_Directions for this task:_
Would you please repeat exactly the lines from the one containing "Mark the green" to the end of the records, both included, and leave out the rest?

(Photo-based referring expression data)
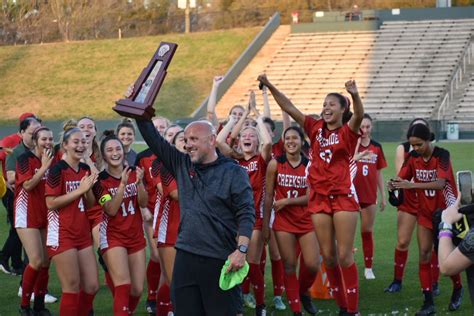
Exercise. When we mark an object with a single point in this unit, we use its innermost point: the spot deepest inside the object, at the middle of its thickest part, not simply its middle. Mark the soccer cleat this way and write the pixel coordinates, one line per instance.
(249, 300)
(42, 312)
(278, 303)
(394, 287)
(426, 310)
(369, 274)
(26, 311)
(456, 299)
(150, 307)
(260, 310)
(308, 304)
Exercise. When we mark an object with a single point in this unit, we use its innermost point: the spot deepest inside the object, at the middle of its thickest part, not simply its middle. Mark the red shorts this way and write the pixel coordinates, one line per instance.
(132, 247)
(330, 204)
(67, 244)
(94, 215)
(258, 224)
(29, 218)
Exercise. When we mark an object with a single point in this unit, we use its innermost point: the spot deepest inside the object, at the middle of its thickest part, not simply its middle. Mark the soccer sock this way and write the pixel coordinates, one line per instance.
(277, 277)
(153, 272)
(256, 278)
(263, 260)
(86, 302)
(368, 248)
(41, 287)
(425, 276)
(434, 267)
(122, 299)
(292, 288)
(456, 280)
(133, 302)
(163, 302)
(69, 304)
(30, 275)
(246, 286)
(110, 283)
(400, 263)
(306, 278)
(351, 282)
(336, 286)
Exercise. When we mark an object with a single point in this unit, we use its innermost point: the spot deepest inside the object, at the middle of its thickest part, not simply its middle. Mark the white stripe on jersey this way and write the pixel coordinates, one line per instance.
(52, 238)
(21, 209)
(163, 228)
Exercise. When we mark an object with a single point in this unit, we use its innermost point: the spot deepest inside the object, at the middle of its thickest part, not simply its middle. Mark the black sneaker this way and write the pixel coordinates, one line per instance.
(42, 312)
(456, 299)
(435, 289)
(426, 310)
(394, 287)
(150, 307)
(260, 310)
(308, 304)
(26, 311)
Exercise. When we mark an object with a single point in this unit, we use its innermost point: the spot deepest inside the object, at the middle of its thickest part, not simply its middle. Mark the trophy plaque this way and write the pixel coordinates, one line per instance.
(148, 84)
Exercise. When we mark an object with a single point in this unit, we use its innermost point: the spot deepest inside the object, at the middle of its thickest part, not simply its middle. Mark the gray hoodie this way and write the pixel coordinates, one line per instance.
(215, 199)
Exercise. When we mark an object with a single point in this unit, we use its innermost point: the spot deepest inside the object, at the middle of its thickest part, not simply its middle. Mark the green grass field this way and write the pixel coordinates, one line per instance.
(62, 80)
(373, 301)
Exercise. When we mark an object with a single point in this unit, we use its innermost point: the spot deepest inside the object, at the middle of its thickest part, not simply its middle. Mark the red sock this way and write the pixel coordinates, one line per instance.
(153, 272)
(163, 302)
(368, 248)
(306, 277)
(457, 283)
(292, 288)
(277, 277)
(86, 302)
(69, 304)
(434, 267)
(400, 263)
(122, 300)
(110, 283)
(263, 260)
(133, 301)
(351, 282)
(30, 275)
(336, 286)
(246, 286)
(256, 278)
(425, 276)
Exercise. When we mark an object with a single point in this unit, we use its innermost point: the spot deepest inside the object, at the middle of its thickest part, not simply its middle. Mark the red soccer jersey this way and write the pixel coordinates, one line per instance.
(437, 167)
(365, 180)
(151, 165)
(410, 200)
(256, 169)
(331, 153)
(291, 183)
(30, 206)
(68, 224)
(169, 216)
(126, 227)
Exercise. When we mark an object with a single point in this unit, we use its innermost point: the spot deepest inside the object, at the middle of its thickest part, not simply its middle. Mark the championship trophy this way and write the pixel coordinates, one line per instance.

_Task result:_
Exercise. When we mark an object with a single point in this unit, we use its innermost point: the spot deepest inside the object, at the middle of its thickest part, not simply its middle. Mark the green grass field this way and write the pixel coordinates, one line per instance.
(62, 80)
(373, 301)
Exercise. When we mark an object with a single point in this unit, we use its innermost point: the spot deepest inside the object, at the middle of its thickest part, not simply its middle. Mark the red sock this way and write the pixel coordinates, one line per instance.
(153, 272)
(163, 302)
(368, 248)
(306, 277)
(457, 283)
(292, 288)
(277, 277)
(86, 302)
(69, 304)
(434, 267)
(400, 263)
(122, 300)
(110, 283)
(263, 260)
(133, 301)
(351, 282)
(30, 275)
(336, 286)
(246, 286)
(256, 278)
(425, 276)
Exercise. When we mark an object with a single point in this unit, we use its innermost point: the spot deepest inside the object, at the middle of its thickest part, not simply its middle. Mark the red soccer jersey this way and write the pixel coordinates, one line per instance.
(437, 167)
(365, 180)
(151, 165)
(410, 200)
(256, 169)
(331, 153)
(291, 183)
(30, 206)
(68, 224)
(169, 216)
(126, 227)
Exercise. When we mark an object with a single point in this unit, we use its innermost point: the spot deepest inside the object, at the middle of its thickest part, not simply its middle. Mark the championship trophy this way and write the pixel coordinates, one line per instance.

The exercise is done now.